**GOAL**: Rewrite all of the material below as a numbered list with one line per number, skipping blank lines and leaving the pictures out.

**RECORDED DATA**:
§ §

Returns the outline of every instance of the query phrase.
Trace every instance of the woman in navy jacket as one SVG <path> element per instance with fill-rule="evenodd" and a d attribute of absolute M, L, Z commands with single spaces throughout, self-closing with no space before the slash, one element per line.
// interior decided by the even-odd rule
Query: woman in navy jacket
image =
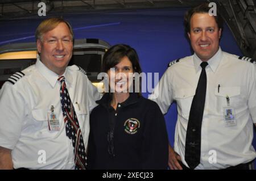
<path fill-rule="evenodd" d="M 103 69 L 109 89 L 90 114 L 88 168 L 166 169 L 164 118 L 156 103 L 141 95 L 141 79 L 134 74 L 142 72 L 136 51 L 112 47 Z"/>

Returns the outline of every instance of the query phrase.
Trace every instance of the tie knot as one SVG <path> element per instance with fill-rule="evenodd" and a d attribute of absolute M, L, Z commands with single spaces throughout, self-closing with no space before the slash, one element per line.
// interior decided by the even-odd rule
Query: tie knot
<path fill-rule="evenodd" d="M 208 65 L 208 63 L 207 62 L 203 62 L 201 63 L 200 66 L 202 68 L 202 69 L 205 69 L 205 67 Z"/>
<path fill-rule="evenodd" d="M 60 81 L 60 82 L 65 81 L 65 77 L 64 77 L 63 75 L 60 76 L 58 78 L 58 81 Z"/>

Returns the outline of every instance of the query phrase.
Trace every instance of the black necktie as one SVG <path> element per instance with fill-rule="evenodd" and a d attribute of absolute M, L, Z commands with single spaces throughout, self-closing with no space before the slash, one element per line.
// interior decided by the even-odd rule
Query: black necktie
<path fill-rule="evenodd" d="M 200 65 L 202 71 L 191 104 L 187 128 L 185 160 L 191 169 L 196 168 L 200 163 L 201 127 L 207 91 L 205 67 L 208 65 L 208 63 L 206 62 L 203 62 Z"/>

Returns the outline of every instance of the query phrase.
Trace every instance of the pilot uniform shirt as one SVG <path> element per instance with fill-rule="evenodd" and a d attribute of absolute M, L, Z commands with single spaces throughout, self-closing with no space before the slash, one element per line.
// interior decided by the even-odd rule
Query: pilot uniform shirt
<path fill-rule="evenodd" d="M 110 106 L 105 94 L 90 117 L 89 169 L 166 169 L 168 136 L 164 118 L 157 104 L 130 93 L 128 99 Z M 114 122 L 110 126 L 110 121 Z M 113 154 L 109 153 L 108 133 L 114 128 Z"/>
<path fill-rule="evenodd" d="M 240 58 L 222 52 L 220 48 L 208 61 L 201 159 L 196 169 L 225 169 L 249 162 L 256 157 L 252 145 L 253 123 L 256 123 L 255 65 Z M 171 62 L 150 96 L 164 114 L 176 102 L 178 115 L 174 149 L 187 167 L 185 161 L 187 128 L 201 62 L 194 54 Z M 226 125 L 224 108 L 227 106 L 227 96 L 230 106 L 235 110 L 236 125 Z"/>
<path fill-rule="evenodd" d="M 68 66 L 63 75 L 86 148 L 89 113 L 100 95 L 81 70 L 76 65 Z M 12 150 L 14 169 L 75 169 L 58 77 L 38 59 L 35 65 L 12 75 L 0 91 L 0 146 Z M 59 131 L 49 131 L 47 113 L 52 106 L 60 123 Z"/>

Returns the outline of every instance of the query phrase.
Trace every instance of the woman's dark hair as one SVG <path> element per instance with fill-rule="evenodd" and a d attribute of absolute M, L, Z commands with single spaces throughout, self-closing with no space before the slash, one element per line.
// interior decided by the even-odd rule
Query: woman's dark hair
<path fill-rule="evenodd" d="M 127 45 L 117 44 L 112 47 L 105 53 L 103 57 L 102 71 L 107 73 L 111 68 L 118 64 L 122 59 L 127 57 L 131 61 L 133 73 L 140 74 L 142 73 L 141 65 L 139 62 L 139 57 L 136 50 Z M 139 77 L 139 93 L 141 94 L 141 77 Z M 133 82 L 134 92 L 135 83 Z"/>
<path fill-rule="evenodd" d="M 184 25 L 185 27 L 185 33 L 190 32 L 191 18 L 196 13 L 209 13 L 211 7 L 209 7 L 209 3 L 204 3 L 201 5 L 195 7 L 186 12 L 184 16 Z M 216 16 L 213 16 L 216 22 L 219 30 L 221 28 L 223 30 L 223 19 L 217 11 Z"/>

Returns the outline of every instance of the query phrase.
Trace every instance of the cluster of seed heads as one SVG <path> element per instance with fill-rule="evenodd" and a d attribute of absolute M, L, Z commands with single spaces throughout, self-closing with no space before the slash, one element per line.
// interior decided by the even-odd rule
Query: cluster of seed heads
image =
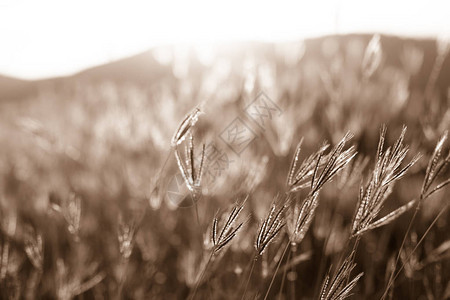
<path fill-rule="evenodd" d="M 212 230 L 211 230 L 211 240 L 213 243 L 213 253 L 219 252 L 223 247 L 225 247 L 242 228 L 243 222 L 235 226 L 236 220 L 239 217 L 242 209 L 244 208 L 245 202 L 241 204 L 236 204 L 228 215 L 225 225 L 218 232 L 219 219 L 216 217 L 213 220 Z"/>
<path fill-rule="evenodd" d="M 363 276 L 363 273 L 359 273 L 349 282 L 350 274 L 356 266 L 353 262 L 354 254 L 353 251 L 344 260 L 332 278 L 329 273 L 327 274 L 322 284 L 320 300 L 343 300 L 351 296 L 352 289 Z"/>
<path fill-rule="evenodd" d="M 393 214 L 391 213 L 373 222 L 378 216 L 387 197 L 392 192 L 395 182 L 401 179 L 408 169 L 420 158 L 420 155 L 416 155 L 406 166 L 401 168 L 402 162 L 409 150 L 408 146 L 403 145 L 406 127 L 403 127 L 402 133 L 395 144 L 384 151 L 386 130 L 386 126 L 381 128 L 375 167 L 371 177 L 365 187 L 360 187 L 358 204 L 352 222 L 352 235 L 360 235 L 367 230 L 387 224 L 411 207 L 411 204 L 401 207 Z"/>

§ §

**RESPONSE TO THE EXERCISE**:
1. Returns the outline of every instance of the query phrase.
2. Trace every instance of the woman in navy jacket as one SVG <path> element per instance with fill-rule="evenodd" and a d attribute of absolute M, L, Z commands with single spaces throughout, self-closing with no space before the slash, one element per line.
3. // interior decided by the even-odd rule
4. Query: woman in navy jacket
5. image =
6. <path fill-rule="evenodd" d="M 103 69 L 109 89 L 90 114 L 88 168 L 166 169 L 164 118 L 156 103 L 141 95 L 141 79 L 134 74 L 142 72 L 136 51 L 112 47 Z"/>
7. Returns the outline of every instance of the query phrase.
8. Trace every instance of the tie knot as one SVG <path> element per instance with fill-rule="evenodd" and a d attribute of absolute M, L, Z commands with single spaces throughout, self-closing with no space before the slash, one element per line.
9. // interior decided by the even-odd rule
10. Query: tie knot
11. <path fill-rule="evenodd" d="M 208 65 L 208 63 L 207 62 L 203 62 L 201 63 L 200 66 L 202 68 L 202 69 L 205 69 L 205 67 Z"/>
12. <path fill-rule="evenodd" d="M 60 81 L 60 82 L 65 81 L 65 77 L 64 77 L 63 75 L 60 76 L 58 78 L 58 81 Z"/>
13. Returns the outline of every instance of the query phrase.
14. Trace every instance of the black necktie as one SVG <path> element per instance with fill-rule="evenodd" and a d attribute of absolute M, L, Z commands with single spaces throughout, self-closing with no space before the slash, one element per line.
15. // interior decided by the even-odd rule
16. Query: black necktie
17. <path fill-rule="evenodd" d="M 200 65 L 202 71 L 191 104 L 187 128 L 185 160 L 191 169 L 196 168 L 200 163 L 201 127 L 207 91 L 205 67 L 208 65 L 208 63 L 206 62 L 203 62 Z"/>
18. Returns the outline of every instance of the query phrase.
19. Trace every instance of the pilot uniform shirt as one SVG <path> element per instance with fill-rule="evenodd" and a d attribute of absolute M, L, Z commands with single spaces throughout, self-closing with no space before the slash, one element per line.
20. // interior decided by the even-odd rule
21. Query: pilot uniform shirt
22. <path fill-rule="evenodd" d="M 110 106 L 105 94 L 90 117 L 89 169 L 166 169 L 168 136 L 164 118 L 157 104 L 130 93 L 128 99 Z M 114 122 L 110 126 L 110 121 Z M 113 154 L 109 153 L 108 133 L 114 128 Z"/>
23. <path fill-rule="evenodd" d="M 240 58 L 222 52 L 220 48 L 208 61 L 201 159 L 196 169 L 225 169 L 249 162 L 256 157 L 252 145 L 253 123 L 256 123 L 255 65 Z M 171 62 L 150 96 L 164 114 L 176 102 L 178 115 L 174 149 L 187 167 L 185 161 L 187 128 L 201 62 L 194 54 Z M 226 125 L 224 108 L 227 106 L 227 96 L 230 106 L 235 110 L 236 125 Z"/>
24. <path fill-rule="evenodd" d="M 68 66 L 63 75 L 86 148 L 89 113 L 100 95 L 81 70 L 76 65 Z M 12 150 L 14 169 L 75 169 L 58 77 L 38 59 L 35 65 L 12 75 L 0 91 L 0 146 Z M 59 131 L 49 131 L 47 113 L 52 106 L 60 123 Z"/>
25. Returns the outline of every instance of the query phrase.
26. Trace every instance of the woman's dark hair as one SVG <path> element per instance with fill-rule="evenodd" and a d attribute of absolute M, L, Z commands with single spaces throughout, self-closing with no space before the slash, one element per line.
27. // interior decided by the even-odd rule
28. Query: woman's dark hair
29. <path fill-rule="evenodd" d="M 127 45 L 117 44 L 112 47 L 105 53 L 103 57 L 102 71 L 107 73 L 111 68 L 118 64 L 122 59 L 127 57 L 131 61 L 133 73 L 140 74 L 142 73 L 141 65 L 139 62 L 139 57 L 136 50 Z M 139 77 L 139 93 L 141 94 L 141 77 Z M 133 82 L 134 92 L 135 83 Z"/>
30. <path fill-rule="evenodd" d="M 184 25 L 185 27 L 185 33 L 190 32 L 191 18 L 196 13 L 209 13 L 211 7 L 209 7 L 209 3 L 204 3 L 201 5 L 195 7 L 186 12 L 184 16 Z M 216 16 L 213 16 L 216 22 L 219 30 L 221 28 L 223 30 L 223 19 L 217 11 Z"/>
31. Returns the outline of every instance of the query phrase.
32. Trace every instance of the cluster of seed heads as one SVG <path> element per instance with fill-rule="evenodd" and a d attribute of absolute M, L, Z commands with single spaces throughout, self-closing with no space before the slash, one element per line.
33. // interior decided by the even-odd rule
34. Query: cluster of seed heads
35. image =
36. <path fill-rule="evenodd" d="M 212 230 L 211 230 L 211 240 L 213 243 L 213 253 L 219 252 L 223 247 L 225 247 L 242 228 L 243 222 L 235 226 L 236 220 L 239 217 L 242 209 L 244 208 L 245 202 L 241 204 L 236 204 L 228 215 L 225 225 L 218 232 L 219 219 L 216 217 L 213 220 Z"/>
37. <path fill-rule="evenodd" d="M 363 276 L 363 273 L 359 273 L 349 282 L 350 274 L 356 266 L 353 262 L 354 254 L 353 251 L 344 260 L 332 278 L 329 273 L 327 274 L 322 284 L 320 300 L 343 300 L 351 296 L 352 289 Z"/>
38. <path fill-rule="evenodd" d="M 393 214 L 391 213 L 373 222 L 378 216 L 387 197 L 392 192 L 395 182 L 401 179 L 408 169 L 420 158 L 420 155 L 416 155 L 406 166 L 401 168 L 402 162 L 409 150 L 408 146 L 403 145 L 406 127 L 403 127 L 402 133 L 395 144 L 384 151 L 386 130 L 386 126 L 381 128 L 375 167 L 371 177 L 365 187 L 360 187 L 358 204 L 352 222 L 352 235 L 360 235 L 367 230 L 387 224 L 411 207 L 411 204 L 401 207 Z"/>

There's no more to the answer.